Stored dataset items:
[Start of section]

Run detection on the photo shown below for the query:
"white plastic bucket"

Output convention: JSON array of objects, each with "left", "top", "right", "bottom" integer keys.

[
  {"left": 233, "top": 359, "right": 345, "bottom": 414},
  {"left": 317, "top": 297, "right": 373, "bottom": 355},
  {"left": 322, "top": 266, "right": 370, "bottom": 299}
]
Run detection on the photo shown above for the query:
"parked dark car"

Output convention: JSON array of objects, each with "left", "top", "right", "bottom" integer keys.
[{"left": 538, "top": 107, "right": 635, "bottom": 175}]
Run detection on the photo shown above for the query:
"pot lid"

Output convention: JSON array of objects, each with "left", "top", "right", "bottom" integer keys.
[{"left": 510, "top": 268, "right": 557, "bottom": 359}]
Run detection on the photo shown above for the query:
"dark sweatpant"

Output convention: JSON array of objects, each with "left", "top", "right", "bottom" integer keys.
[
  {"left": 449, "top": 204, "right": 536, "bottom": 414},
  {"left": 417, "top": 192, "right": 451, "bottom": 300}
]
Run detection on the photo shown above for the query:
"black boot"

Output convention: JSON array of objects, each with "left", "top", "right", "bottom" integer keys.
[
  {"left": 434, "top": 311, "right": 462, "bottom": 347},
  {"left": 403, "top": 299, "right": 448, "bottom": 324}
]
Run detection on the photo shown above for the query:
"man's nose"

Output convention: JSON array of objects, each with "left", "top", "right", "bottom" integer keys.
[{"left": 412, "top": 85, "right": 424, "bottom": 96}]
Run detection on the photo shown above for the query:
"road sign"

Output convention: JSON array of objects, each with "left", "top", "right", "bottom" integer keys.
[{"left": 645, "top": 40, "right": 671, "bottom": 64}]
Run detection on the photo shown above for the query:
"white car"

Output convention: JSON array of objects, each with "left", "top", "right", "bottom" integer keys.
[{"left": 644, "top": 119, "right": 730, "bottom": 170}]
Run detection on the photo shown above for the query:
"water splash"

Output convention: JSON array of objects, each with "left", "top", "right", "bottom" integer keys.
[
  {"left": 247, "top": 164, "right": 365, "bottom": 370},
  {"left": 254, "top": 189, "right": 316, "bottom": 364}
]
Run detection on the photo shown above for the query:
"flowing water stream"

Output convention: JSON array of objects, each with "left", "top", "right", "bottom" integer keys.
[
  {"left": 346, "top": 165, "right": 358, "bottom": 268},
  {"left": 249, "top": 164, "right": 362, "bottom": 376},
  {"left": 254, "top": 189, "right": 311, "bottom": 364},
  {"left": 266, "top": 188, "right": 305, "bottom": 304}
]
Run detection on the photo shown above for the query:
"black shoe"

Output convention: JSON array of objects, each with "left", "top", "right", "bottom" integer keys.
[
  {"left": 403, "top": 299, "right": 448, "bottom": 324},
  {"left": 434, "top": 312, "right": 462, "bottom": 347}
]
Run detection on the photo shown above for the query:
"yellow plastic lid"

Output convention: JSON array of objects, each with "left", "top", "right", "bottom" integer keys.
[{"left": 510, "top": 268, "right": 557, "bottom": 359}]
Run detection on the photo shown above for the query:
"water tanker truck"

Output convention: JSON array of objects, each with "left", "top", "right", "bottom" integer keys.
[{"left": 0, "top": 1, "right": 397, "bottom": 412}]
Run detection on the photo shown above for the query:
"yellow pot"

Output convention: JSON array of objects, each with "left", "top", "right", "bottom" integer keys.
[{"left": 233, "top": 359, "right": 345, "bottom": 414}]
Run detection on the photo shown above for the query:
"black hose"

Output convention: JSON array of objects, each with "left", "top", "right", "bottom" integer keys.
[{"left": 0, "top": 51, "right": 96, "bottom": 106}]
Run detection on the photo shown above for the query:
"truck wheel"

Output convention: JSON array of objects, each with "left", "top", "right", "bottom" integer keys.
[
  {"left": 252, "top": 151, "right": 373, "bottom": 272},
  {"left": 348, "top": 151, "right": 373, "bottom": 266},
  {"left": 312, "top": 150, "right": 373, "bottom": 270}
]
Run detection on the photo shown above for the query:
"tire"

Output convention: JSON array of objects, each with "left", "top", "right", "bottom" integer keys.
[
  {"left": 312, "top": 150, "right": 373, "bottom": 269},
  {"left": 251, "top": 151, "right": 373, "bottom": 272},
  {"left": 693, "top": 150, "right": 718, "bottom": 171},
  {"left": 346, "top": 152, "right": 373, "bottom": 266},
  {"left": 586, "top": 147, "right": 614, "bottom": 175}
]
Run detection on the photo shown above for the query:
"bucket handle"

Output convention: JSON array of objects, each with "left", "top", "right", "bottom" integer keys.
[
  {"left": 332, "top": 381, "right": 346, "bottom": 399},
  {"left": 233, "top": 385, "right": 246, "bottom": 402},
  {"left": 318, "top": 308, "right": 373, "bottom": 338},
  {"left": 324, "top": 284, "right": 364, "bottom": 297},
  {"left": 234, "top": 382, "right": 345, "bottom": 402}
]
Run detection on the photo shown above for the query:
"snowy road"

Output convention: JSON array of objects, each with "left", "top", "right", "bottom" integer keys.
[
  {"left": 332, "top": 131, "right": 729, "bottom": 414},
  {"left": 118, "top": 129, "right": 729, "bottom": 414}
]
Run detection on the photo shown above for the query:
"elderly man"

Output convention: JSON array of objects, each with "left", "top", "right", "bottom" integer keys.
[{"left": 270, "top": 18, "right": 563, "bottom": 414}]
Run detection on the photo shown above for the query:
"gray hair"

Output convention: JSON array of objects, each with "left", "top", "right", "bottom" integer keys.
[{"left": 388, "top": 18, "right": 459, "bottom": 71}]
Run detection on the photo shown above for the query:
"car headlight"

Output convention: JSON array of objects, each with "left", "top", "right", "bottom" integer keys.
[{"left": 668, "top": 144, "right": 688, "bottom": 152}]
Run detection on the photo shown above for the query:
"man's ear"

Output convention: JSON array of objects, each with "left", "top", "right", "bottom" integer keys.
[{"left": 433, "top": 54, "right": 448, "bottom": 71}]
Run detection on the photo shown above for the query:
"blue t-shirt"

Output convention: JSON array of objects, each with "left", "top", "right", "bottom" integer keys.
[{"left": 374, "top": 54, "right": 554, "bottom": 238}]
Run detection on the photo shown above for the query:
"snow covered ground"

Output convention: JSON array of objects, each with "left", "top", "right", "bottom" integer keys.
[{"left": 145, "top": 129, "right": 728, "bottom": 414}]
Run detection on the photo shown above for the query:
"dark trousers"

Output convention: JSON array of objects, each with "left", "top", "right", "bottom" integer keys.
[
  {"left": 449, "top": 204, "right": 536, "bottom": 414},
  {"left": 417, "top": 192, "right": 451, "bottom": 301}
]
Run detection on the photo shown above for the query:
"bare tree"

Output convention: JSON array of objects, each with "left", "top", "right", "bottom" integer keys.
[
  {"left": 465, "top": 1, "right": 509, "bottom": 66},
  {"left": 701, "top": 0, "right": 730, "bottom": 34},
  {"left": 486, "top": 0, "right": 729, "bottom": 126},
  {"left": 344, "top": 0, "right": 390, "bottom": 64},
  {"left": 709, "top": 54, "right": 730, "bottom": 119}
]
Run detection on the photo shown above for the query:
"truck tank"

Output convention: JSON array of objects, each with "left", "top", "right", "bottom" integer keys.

[End of section]

→ ACTION ITEM
For this exercise, gather every line of the data that contains the word "truck".

→ EXERCISE OUTPUT
"water tanker truck"
"truck wheel"
"truck tank"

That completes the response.